**Work to complete:** Write the next part of the Advent of Code amplifier puzzle post, picking up after its last line.

**Passage to read:**
# # # # # # #

# Advent of Code 2019 Day 7 (simple emulator, opcode processing)

Since couple of days ago I started to learn python by doing AoC 2019. I would like to share with you my solution to day7 (Amplification Circuit) part 1 and part 2.

Challenge summary:

--- Day 7: Amplification Circuit ---

==================== Part 1 ====================

There are five amplifiers connected in series; each one receives an input signal and produces an output signal. They are connected such that the first amplifier's output leads to the second amplifier's input, the second amplifier's output leads to the third amplifier's input, and so on. The first amplifier's input value is 0, and the last amplifier's output leads to your ship's thrusters.

    O-------O  O-------O  O-------O  O-------O  O-------O
0 ->| Amp A |->| Amp B |->| Amp C |->| Amp D |->| Amp E |-> (to thrusters)
O-------O  O-------O  O-------O  O-------O  O-------O


The Elves have sent you some Amplifier Controller Software (your puzzle input), a program that should run on your existing Intcode computer. Each amplifier will need to run a copy of the program.

For example, suppose you want to try the phase setting sequence 3,1,2,4,0, which would mean setting amplifier A to phase setting 3, amplifier B to setting 1, C to 2, D to 4, and E to 0. Then, you could determine the output signal that gets sent from amplifier E to the thrusters with the following steps:

Start the copy of the amplifier controller software that will run on amplifier A. At its first input instruction, provide it the amplifier's phase setting, 3. At its second input instruction, provide it the input signal, 0. After some calculations, it will use an output instruction to indicate the amplifier's output signal. Start the software for amplifier B. Provide it the phase setting (1) and then whatever output signal was produced from amplifier A. It will then produce a new output signal destined for amplifier C. Start the software for amplifier C, provide the phase setting (2) and the value from amplifier B, then collect its output signal. Run amplifier D's software, provide the phase setting (4) and input value, and collect its output signal. Run amplifier E's software, provide the phase setting (0) and input value, and collect its output signal. The final output signal from amplifier E would be sent to the thrusters. However, this phase setting sequence may not have been the best one; another sequence might have sent a higher signal to the thrusters.

Here are some example programs:

Max thruster signal 43210 (from phase setting sequence 4,3,2,1,0):

3,15,3,16,1002,16,10,16,1,16,15,15,4,15,99,0,0

Max thruster signal 54321 (from phase setting sequence 0,1,2,3,4):

3,23,3,24,1002,24,10,24,1002,23,-1,23, 101,5,23,23,1,24,23,23,4,23,99,0,0

Max thruster signal 65210 (from phase setting sequence 1,0,4,3,2):

3,31,3,32,1002,32,10,32,1001,31,-2,31,1007,31,0,33, 1002,33,7,33,1,33,31,31,1,32,31,31,4,31,99,0,0,0

Try every combination of phase settings on the amplifiers. What is the highest signal that can be sent to the thrusters?

# # # # # # #

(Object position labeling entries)

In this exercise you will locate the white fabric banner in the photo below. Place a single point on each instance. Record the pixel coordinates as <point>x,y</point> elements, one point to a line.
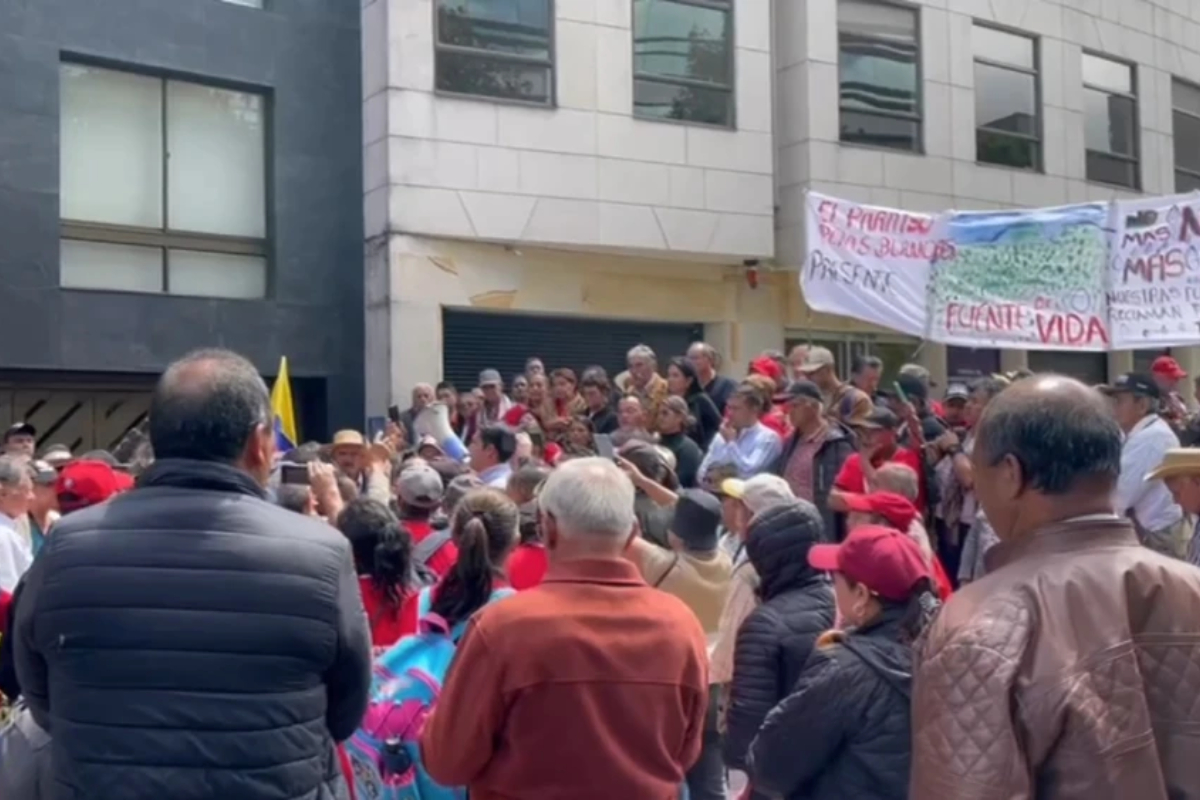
<point>869,263</point>
<point>1025,278</point>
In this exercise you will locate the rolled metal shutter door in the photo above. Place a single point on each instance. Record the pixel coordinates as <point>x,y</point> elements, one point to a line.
<point>473,341</point>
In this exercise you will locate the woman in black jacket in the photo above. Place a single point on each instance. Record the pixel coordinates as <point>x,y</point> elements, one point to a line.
<point>684,382</point>
<point>777,638</point>
<point>843,732</point>
<point>675,420</point>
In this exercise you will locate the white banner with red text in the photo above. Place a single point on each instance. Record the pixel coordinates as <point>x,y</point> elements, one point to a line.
<point>1096,276</point>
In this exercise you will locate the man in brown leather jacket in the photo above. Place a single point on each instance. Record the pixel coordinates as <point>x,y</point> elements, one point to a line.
<point>1072,669</point>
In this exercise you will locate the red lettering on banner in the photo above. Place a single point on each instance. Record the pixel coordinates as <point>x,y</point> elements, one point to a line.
<point>1161,266</point>
<point>1071,329</point>
<point>1189,226</point>
<point>1143,238</point>
<point>999,318</point>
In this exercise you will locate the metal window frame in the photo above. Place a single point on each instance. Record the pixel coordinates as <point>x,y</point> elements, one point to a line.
<point>1186,112</point>
<point>919,115</point>
<point>549,62</point>
<point>167,239</point>
<point>1039,118</point>
<point>1135,158</point>
<point>725,6</point>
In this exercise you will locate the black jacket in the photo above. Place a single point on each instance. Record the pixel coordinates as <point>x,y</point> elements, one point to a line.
<point>844,731</point>
<point>191,641</point>
<point>604,421</point>
<point>688,457</point>
<point>838,446</point>
<point>777,638</point>
<point>708,419</point>
<point>721,389</point>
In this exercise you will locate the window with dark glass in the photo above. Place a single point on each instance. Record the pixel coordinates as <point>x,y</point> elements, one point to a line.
<point>1008,125</point>
<point>162,185</point>
<point>496,48</point>
<point>1110,121</point>
<point>1186,104</point>
<point>683,60</point>
<point>879,74</point>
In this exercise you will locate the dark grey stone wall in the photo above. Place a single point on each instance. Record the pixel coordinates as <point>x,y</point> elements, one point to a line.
<point>306,55</point>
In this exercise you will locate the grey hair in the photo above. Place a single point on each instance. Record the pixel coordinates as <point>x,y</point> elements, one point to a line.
<point>589,497</point>
<point>13,469</point>
<point>899,479</point>
<point>641,352</point>
<point>1057,438</point>
<point>916,371</point>
<point>207,405</point>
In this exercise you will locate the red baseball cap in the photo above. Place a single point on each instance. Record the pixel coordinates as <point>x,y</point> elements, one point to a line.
<point>83,483</point>
<point>767,366</point>
<point>1168,367</point>
<point>898,510</point>
<point>885,560</point>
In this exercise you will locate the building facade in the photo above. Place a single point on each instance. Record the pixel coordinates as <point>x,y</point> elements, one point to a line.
<point>177,175</point>
<point>976,104</point>
<point>581,169</point>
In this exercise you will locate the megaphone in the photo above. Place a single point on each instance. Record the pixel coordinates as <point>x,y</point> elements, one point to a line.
<point>435,421</point>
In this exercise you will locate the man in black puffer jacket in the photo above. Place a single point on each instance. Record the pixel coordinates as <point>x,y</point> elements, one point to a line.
<point>190,639</point>
<point>843,732</point>
<point>777,638</point>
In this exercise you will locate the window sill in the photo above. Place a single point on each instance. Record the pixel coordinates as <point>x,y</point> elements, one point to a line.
<point>1027,170</point>
<point>879,148</point>
<point>498,101</point>
<point>1125,187</point>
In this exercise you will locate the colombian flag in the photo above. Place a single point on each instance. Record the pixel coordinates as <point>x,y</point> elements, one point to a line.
<point>286,437</point>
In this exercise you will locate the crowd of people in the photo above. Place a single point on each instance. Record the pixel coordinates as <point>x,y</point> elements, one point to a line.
<point>640,587</point>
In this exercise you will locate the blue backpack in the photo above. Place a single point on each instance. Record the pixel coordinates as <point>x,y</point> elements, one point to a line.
<point>384,752</point>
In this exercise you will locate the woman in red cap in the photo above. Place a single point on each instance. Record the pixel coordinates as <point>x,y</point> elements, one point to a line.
<point>844,731</point>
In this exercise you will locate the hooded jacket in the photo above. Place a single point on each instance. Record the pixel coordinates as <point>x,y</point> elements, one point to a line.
<point>189,639</point>
<point>1069,672</point>
<point>844,729</point>
<point>777,638</point>
<point>833,452</point>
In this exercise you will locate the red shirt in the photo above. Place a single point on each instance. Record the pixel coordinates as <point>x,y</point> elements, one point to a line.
<point>409,613</point>
<point>445,557</point>
<point>384,621</point>
<point>527,565</point>
<point>851,477</point>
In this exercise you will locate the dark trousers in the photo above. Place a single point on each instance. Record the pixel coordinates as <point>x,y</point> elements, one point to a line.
<point>949,547</point>
<point>706,779</point>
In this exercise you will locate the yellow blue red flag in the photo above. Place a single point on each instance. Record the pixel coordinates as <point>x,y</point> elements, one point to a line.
<point>286,435</point>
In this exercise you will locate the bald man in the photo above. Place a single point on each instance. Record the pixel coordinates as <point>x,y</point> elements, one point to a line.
<point>423,395</point>
<point>1063,669</point>
<point>190,631</point>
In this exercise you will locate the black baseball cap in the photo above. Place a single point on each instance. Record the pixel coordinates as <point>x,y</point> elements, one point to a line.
<point>18,428</point>
<point>880,419</point>
<point>912,386</point>
<point>958,391</point>
<point>1133,383</point>
<point>803,388</point>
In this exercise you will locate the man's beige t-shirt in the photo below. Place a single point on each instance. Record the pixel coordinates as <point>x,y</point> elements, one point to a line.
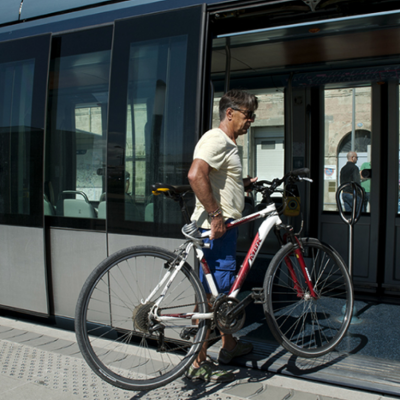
<point>222,155</point>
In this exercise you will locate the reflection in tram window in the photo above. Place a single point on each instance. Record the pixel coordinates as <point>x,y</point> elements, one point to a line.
<point>76,125</point>
<point>347,128</point>
<point>154,150</point>
<point>16,135</point>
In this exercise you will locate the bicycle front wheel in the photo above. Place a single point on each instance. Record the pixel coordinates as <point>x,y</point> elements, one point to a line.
<point>308,326</point>
<point>117,332</point>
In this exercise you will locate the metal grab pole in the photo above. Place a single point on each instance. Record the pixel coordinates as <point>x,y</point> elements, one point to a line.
<point>358,193</point>
<point>358,201</point>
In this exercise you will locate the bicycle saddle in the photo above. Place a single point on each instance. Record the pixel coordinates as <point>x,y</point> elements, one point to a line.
<point>170,190</point>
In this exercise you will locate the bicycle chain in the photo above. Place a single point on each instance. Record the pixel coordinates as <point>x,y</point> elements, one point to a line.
<point>191,344</point>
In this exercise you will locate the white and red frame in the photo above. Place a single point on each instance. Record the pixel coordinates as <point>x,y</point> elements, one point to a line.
<point>271,219</point>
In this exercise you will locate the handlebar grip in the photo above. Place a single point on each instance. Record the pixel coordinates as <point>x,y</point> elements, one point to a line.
<point>301,172</point>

# # # # # # #

**Final answer:**
==================== Part 2 ====================

      O-------O  O-------O  O-------O  O-------O  O-------O
0 -+->| Amp A |->| Amp B |->| Amp C |->| Amp D |->| Amp E |-.
|  O-------O  O-------O  O-------O  O-------O  O-------O |
|                                                        |
'--------------------------------------------------------+
|
v
(to thrusters)


Most of the amplifiers are connected as they were before; amplifier A's output is connected to amplifier B's input, and so on. However, the output from amplifier E is now connected into amplifier A's input. This creates the feedback loop: the signal will be sent through the amplifiers many times.

In feedback loop mode, the amplifiers need totally different phase settings: integers from 5 to 9, again each used exactly once. These settings will cause the Amplifier Controller Software to repeatedly take input and produce output many times before halting. Provide each amplifier its phase setting at its first input instruction; all further input/output instructions are for signals.

Don't restart the Amplifier Controller Software on any amplifier during this process. Each one should continue receiving and sending signals until it halts.

All signals sent or received in this process will be between pairs of amplifiers except the very first signal and the very last signal. To start the process, a 0 signal is sent to amplifier A's input exactly once.

Eventually, the software on the amplifiers will halt after they have processed the final loop. When this happens, the last output signal from amplifier E is sent to the thrusters. Your job is to find the largest output signal that can be sent to the thrusters using the new phase settings and feedback loop arrangement.

Try every combination of the new phase settings on the amplifier feedback loop. What is the highest signal that can be sent to the thrusters?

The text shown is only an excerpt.